What you will do: Would you restate every entry that follows, word for word, and leave out the pictures?

(Stored data entries)
=-=-=

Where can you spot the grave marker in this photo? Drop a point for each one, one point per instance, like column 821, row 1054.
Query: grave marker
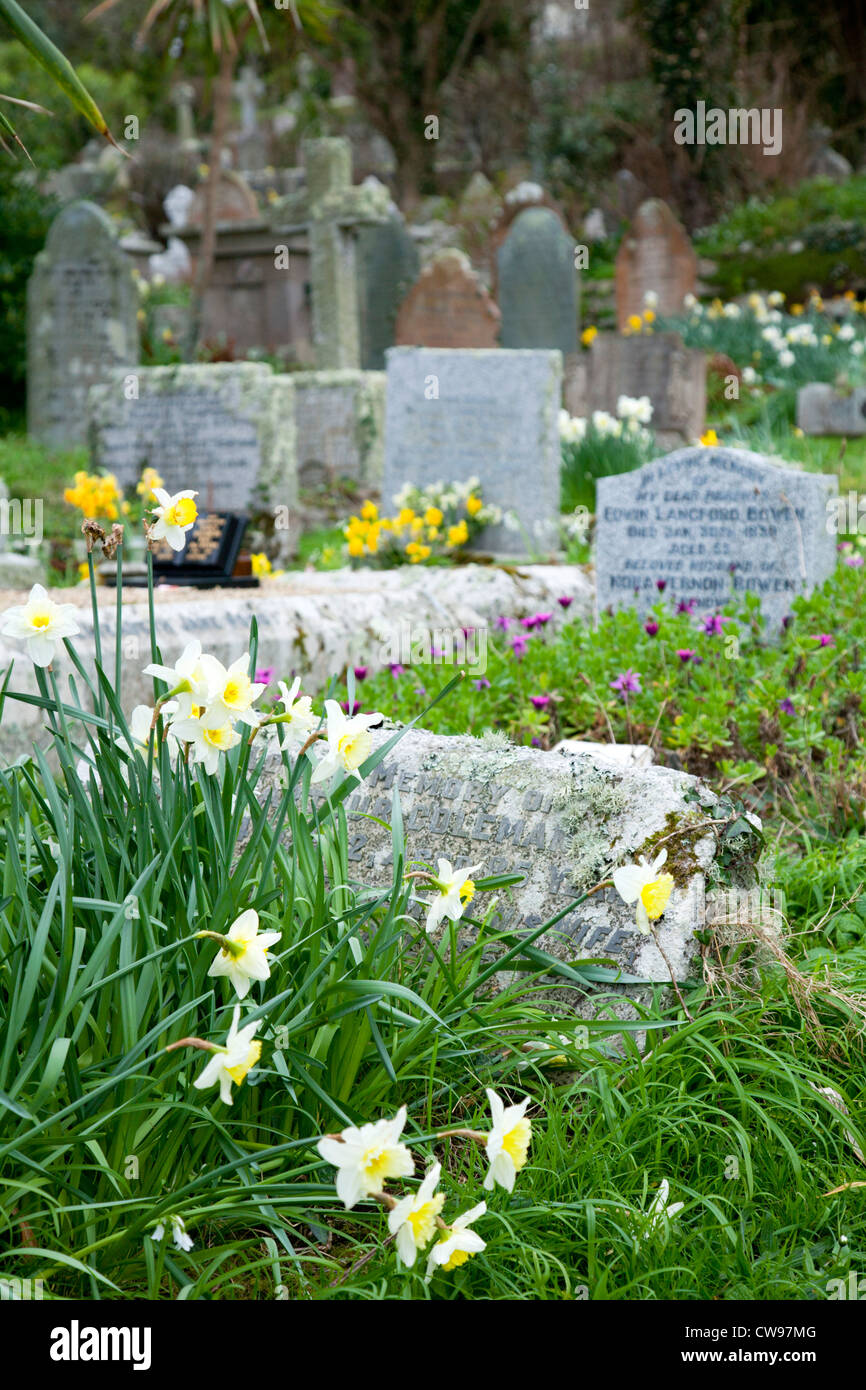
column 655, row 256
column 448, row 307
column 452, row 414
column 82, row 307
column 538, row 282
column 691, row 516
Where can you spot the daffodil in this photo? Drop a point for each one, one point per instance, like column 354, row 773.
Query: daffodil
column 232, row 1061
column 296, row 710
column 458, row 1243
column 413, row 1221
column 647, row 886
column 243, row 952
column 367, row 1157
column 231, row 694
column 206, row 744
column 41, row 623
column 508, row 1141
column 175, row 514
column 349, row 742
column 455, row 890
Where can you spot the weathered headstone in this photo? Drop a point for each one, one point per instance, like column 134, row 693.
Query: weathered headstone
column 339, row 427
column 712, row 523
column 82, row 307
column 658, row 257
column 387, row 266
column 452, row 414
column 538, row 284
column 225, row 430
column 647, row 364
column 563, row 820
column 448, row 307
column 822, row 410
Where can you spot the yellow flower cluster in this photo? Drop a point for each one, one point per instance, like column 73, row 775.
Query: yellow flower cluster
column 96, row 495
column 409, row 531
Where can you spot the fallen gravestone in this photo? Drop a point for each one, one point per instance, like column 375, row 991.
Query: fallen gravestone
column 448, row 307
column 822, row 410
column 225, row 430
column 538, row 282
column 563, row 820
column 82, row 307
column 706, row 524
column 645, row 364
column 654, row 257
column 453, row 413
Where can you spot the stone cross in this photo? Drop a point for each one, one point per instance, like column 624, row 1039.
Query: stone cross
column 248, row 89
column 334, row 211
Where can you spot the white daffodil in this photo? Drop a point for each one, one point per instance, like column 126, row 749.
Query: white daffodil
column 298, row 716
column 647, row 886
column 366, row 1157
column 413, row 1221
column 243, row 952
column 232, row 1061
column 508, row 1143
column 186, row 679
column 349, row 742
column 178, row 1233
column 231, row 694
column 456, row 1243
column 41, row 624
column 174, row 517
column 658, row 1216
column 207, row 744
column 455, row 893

=-=-=

Your response:
Where can you spot the grave marker in this photo? Drop a point for each one, one point per instance, like column 821, row 1054.
Query: grave marker
column 655, row 256
column 448, row 307
column 452, row 414
column 82, row 307
column 538, row 282
column 691, row 516
Where can you spot the daffodil in this photo? Drop a point for each one, one point per instance, like column 354, row 773.
Query: daffodil
column 232, row 1061
column 296, row 710
column 458, row 1243
column 413, row 1221
column 647, row 886
column 243, row 952
column 367, row 1157
column 231, row 694
column 206, row 744
column 41, row 623
column 508, row 1141
column 175, row 514
column 349, row 742
column 455, row 890
Where can you spot the weathered headstone in this photo? Drop a point for each one, one point per instance, like column 134, row 693.
Query: weathered headstone
column 339, row 427
column 712, row 523
column 82, row 307
column 658, row 257
column 387, row 266
column 452, row 414
column 538, row 284
column 225, row 430
column 647, row 364
column 563, row 820
column 448, row 307
column 822, row 410
Where can you spot the yellow flower cluster in this photo? Drop a point for each one, one point per instance, like column 73, row 775.
Query: yellow flower cluster
column 96, row 495
column 409, row 531
Where can you spot the fallen gravestone in this photo? Drop a point for each one, one point per instance, like column 375, row 991.
Query: fallen gravestone
column 448, row 307
column 822, row 410
column 225, row 430
column 538, row 282
column 563, row 820
column 82, row 307
column 706, row 524
column 645, row 364
column 654, row 257
column 453, row 413
Where can you spot the stone cross in this photo? Drop a point for each one, one point per instance, like column 624, row 1039.
Query: stone cross
column 248, row 89
column 334, row 211
Where can you spot the white daffodil in this photo? Drop a point for each one, one point per instance, like column 126, row 749.
Query: white daffodil
column 298, row 716
column 647, row 886
column 366, row 1157
column 413, row 1221
column 243, row 952
column 232, row 1061
column 508, row 1143
column 186, row 679
column 349, row 742
column 178, row 1233
column 231, row 694
column 456, row 1243
column 41, row 624
column 174, row 517
column 658, row 1216
column 207, row 744
column 455, row 893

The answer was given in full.